▶ _ENTRIES SHOWN_:
===

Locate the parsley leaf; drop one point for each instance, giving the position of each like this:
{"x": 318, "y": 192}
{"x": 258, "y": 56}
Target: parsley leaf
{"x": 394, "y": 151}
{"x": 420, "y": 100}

===

▶ _EXERCISE OBJECTIVE_: Reproduce the lines above word for word, with no character changed.

▶ _OUTPUT OF THE TASK_:
Locate the parsley leaf; drop one point for each instance, giving the position of each like this:
{"x": 318, "y": 192}
{"x": 258, "y": 56}
Target: parsley leaf
{"x": 394, "y": 151}
{"x": 420, "y": 100}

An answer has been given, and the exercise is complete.